_Task instructions_
Determine how many lines of the data below contain "else", then give only that number.

[Natural-language object grounding data]
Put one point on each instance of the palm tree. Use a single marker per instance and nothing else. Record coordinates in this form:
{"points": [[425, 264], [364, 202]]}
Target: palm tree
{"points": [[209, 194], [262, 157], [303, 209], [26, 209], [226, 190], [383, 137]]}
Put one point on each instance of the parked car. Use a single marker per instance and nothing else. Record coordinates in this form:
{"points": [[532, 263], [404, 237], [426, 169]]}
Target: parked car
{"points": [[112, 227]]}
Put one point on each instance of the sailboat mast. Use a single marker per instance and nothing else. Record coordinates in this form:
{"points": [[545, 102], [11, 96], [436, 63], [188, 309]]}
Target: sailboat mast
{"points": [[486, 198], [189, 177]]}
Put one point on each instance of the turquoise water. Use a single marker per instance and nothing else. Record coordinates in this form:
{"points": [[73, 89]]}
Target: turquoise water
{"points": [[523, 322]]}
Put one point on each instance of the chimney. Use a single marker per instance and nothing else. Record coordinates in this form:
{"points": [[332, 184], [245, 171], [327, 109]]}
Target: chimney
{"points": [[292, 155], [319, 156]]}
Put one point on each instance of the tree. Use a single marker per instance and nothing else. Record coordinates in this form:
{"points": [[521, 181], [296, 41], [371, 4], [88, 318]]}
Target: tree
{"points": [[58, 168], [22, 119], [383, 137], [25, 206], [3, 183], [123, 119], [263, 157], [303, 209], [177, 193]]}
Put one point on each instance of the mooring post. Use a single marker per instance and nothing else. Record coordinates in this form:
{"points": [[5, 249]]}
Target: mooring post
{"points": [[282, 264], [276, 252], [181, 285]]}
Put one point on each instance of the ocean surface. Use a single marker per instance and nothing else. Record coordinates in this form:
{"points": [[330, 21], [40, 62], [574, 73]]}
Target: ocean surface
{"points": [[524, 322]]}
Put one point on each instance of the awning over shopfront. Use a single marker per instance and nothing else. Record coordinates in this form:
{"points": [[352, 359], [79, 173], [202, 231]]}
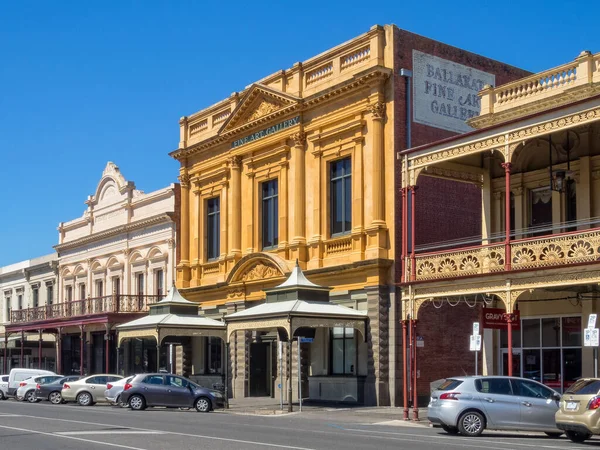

_Solution to this task_
9